▶ [Required task 1]:
Find every line in the rows below that contains the word "crowd", and copy each of those lines.

--- START Extract provided ---

XDR routines are direction-independent; that is, the same routines are called to serialize or deserialize data. This feature is important for portable data. Calling the same routine for either operation practically guarantees that serialized data can also be deserialized. Thus, one routine is used by both producer and consumer of networked data.

You implement direction independence by passing the address of an object rather than the object itself (only with deserialization is the object modified). If needed, the user can obtain the direction of the XDR operation. See Section A.1.5 for details.

For a more complicated example, assume that a person's gross assets and liabilities are to be exchanged among processes, and each is a separate data type:

struct gnumbers {
	long g_assets;
	long g_liabilities;
};

The corresponding XDR routine describing this structure would be as follows:

bool_t  		/* TRUE is success, FALSE is failure */
xdr_gnumbers(xdrs, gp)
	XDR *xdrs;
	struct gnumbers *gp;
{
	if (xdr_long(xdrs, &gp->g_assets) &&
	    xdr_long(xdrs, &gp->g_liabilities))

--- END Extract provided ---
--- START Records supplied ---

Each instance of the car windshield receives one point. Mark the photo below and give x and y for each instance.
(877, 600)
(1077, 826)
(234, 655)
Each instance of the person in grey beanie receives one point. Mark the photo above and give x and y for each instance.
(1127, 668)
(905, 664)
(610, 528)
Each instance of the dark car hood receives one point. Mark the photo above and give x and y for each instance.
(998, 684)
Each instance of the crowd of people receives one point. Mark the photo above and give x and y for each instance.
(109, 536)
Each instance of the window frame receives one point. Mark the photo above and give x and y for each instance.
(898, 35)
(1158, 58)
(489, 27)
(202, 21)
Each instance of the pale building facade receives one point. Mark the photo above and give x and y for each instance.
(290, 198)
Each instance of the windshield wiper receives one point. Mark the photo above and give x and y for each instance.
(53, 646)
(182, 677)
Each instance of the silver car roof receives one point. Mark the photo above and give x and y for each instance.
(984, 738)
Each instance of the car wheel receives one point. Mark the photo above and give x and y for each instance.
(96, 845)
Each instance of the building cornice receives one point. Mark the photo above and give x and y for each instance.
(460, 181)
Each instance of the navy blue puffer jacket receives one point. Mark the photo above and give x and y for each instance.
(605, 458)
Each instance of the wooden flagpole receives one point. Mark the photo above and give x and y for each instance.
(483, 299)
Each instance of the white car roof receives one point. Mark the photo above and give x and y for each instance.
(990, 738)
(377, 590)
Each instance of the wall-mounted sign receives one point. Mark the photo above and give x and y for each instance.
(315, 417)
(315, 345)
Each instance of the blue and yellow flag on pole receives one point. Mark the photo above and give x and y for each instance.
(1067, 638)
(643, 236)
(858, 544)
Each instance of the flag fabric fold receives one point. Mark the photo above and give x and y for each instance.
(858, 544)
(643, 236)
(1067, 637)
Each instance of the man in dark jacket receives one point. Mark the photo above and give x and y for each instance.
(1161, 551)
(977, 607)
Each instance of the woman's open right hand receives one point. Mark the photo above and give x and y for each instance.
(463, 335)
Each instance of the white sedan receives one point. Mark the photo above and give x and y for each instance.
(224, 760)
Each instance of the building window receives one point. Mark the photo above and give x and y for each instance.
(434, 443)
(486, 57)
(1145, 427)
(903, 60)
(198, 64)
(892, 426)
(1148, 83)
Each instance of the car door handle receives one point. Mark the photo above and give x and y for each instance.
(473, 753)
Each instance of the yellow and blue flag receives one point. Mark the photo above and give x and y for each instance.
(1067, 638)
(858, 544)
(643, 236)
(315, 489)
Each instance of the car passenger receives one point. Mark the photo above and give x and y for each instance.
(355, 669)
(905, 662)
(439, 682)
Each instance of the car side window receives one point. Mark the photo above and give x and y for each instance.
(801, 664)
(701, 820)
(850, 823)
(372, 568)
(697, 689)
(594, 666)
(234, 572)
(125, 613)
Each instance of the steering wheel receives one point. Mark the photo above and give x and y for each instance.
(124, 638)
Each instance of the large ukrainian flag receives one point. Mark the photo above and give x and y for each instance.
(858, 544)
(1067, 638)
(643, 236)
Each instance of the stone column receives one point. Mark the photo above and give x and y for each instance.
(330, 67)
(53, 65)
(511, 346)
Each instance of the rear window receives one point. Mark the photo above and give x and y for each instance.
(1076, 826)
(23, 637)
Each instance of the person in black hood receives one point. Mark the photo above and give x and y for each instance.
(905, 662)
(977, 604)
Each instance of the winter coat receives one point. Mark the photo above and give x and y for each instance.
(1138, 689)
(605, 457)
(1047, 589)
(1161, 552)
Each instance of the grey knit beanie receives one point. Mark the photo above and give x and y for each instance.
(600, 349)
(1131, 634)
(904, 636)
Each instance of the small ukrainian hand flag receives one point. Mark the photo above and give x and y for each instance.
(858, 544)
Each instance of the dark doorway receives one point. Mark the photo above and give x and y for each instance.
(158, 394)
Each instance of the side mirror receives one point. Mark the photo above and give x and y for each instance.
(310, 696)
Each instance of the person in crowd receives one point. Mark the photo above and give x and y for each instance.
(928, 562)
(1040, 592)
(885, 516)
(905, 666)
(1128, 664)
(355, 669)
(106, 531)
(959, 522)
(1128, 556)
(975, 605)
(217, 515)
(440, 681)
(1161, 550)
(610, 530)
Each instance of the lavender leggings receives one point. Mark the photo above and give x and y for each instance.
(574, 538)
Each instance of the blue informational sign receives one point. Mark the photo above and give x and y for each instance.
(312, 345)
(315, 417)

--- END Records supplied ---

▶ [Required task 2]:
Quote the whole passage on XDR routines above, word for word.

▶ [Reply 1]:
Each instance of the crowd of people receives one point. Mark the photo above and give x and y for each instance.
Each instance of the person in crowd receives one point. Mark the photo above and give x and y for each instance.

▶ [Reply 2]:
XDR routines are direction-independent; that is, the same routines are called to serialize or deserialize data. This feature is important for portable data. Calling the same routine for either operation practically guarantees that serialized data can also be deserialized. Thus, one routine is used by both producer and consumer of networked data.

You implement direction independence by passing the address of an object rather than the object itself (only with deserialization is the object modified). If needed, the user can obtain the direction of the XDR operation. See Section A.1.5 for details.

For a more complicated example, assume that a person's gross assets and liabilities are to be exchanged among processes, and each is a separate data type:

struct gnumbers {
	long g_assets;
	long g_liabilities;
};

The corresponding XDR routine describing this structure would be as follows:

bool_t  		/* TRUE is success, FALSE is failure */
xdr_gnumbers(xdrs, gp)
	XDR *xdrs;
	struct gnumbers *gp;
{
	if (xdr_long(xdrs, &gp->g_assets) &&
	    xdr_long(xdrs, &gp->g_liabilities))